Stated exercise: Please reproduce the data below with every "simplified polygon" replaced by "reduced polygon", leaving everything else untouched and omitting the pictures.

The input:
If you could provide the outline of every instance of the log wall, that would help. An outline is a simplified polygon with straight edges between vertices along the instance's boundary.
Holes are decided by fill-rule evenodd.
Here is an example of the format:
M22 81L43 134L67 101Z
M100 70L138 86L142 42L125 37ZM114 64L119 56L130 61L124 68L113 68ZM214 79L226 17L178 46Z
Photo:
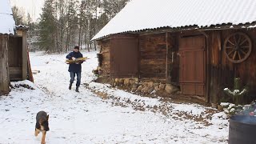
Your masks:
M101 66L101 75L103 77L110 77L110 41L101 41L99 42L101 50L100 53L102 54L102 61Z
M166 34L139 36L140 77L166 80Z
M0 95L9 93L8 37L0 34Z

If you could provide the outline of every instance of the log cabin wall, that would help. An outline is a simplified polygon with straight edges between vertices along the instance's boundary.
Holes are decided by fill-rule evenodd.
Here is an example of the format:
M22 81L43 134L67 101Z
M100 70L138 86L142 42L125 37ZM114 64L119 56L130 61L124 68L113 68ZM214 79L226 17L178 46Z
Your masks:
M8 38L0 34L0 95L9 94Z
M230 34L242 32L247 34L252 42L249 58L241 63L231 62L224 53L225 39ZM256 30L224 30L208 31L210 58L210 102L219 102L225 97L223 89L233 89L234 78L240 78L242 86L248 86L249 95L245 101L249 102L256 96Z
M101 50L100 53L102 54L102 58L101 60L101 75L102 77L109 78L110 73L110 39L102 40L98 42Z
M139 36L141 78L166 82L166 34Z

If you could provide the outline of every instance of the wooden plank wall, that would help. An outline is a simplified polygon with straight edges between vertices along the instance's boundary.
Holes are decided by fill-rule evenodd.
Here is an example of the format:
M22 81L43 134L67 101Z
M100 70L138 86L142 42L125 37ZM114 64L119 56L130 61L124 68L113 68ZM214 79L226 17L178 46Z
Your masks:
M241 63L230 62L224 52L225 39L231 34L242 32L246 34L252 41L252 52L250 57ZM242 85L247 85L250 94L246 99L247 102L256 98L256 30L225 30L207 32L210 35L210 101L218 102L225 96L223 89L233 88L234 78L239 77ZM220 39L220 41L218 40Z
M139 36L139 67L142 78L155 78L166 81L166 34Z
M9 66L10 81L22 80L22 38L9 38Z
M0 95L9 93L8 35L0 35Z
M110 77L110 41L100 41L99 42L101 50L100 53L102 54L102 76Z

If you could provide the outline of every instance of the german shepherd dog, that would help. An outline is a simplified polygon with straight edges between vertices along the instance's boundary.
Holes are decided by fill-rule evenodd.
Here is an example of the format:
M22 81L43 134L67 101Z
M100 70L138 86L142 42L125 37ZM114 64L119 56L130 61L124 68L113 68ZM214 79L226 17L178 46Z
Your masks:
M38 136L40 131L42 133L41 144L46 144L46 131L49 131L49 115L45 111L39 111L36 117L34 136Z

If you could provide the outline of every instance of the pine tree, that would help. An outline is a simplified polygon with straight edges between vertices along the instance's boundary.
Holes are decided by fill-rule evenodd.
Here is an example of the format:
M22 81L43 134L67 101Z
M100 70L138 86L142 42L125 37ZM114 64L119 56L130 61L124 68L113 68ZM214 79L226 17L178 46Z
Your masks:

The reply:
If you could provide the outline of every instance of the log wall, that would help. An outline is a reduced polygon with straight edges between vertices along the instance's boundary.
Holes are decided by fill-rule evenodd.
Here is an example of the format:
M22 81L43 134L67 101Z
M100 70L138 86L142 42L125 37ZM114 64L119 56L130 61L124 68L113 68ZM214 79L226 17L178 46Z
Photo:
Your masks:
M101 66L101 75L103 77L110 77L110 41L101 41L99 42L101 50L100 53L102 54L102 61Z
M166 34L139 36L140 77L166 80Z
M0 95L9 93L8 37L0 34Z

If you could provide the outline of every instance of the log cabin wall, that would help. An outline is a reduced polygon with straight edges between vertices along the instance's boundary.
Holes are decided by fill-rule evenodd.
Here is an example of the format:
M22 81L43 134L67 101Z
M100 70L138 86L142 42L125 37ZM114 64L119 56L130 61L124 68L113 68ZM214 79L226 17L178 46Z
Your masks:
M8 38L0 34L0 95L9 94Z
M230 34L242 32L247 34L252 42L249 58L241 63L231 62L224 53L225 39ZM256 30L224 30L208 31L210 58L210 102L219 102L225 97L223 89L233 89L234 78L240 78L242 86L248 86L249 95L245 101L249 102L256 96Z
M101 50L100 53L102 54L102 58L101 60L101 75L102 77L109 78L110 73L110 39L102 40L98 42Z
M139 36L141 78L166 82L166 34Z

If you could provide the outline of every instance of the wooden plank wall, that would help. An outline is a reduced polygon with straight edges between vertices along the instance's boundary.
Holes are decided by fill-rule evenodd.
Here is an example of the format:
M22 81L43 134L67 101Z
M100 70L138 86L142 42L125 37ZM114 64L119 56L130 61L124 68L113 68ZM214 79L226 17L178 46Z
Your masks:
M241 63L230 62L224 52L225 39L231 34L242 32L246 34L252 41L252 52L250 57ZM242 85L247 85L250 94L246 99L247 102L256 98L256 30L225 30L207 32L210 35L210 101L218 102L225 96L223 89L233 88L234 78L239 77ZM220 39L220 41L218 40Z
M139 36L139 67L142 78L155 78L166 81L166 34Z
M9 66L10 81L22 80L22 38L9 38Z
M0 95L9 93L8 35L0 35Z
M110 77L110 41L100 41L99 42L101 50L100 53L102 54L102 76Z

If you could provide the outline of every instance of the german shepherd dog, that would help. An outline is a reduced polygon with straight edges between vertices along the instance's boundary.
Holes are decided by fill-rule evenodd.
Here is an example of the format:
M22 81L43 134L67 101Z
M100 70L138 86L142 42L125 37ZM114 64L119 56L130 61L124 68L113 68ZM214 79L226 17L178 46Z
Your masks:
M38 136L40 131L42 133L41 144L46 144L46 131L49 131L49 115L45 111L39 111L36 117L34 136Z

If you could provide the outline of every instance of the pine tree, that would help. An outline is a reduced polygon with straight edges between vertices along the instance's boundary.
Holes are decided by fill-rule evenodd.
Here is an example of the format:
M22 81L43 134L67 101Z
M100 70L138 86L142 42L125 37ZM114 64L119 56L130 61L124 68L113 68ZM214 79L226 17L178 46Z
Your masks:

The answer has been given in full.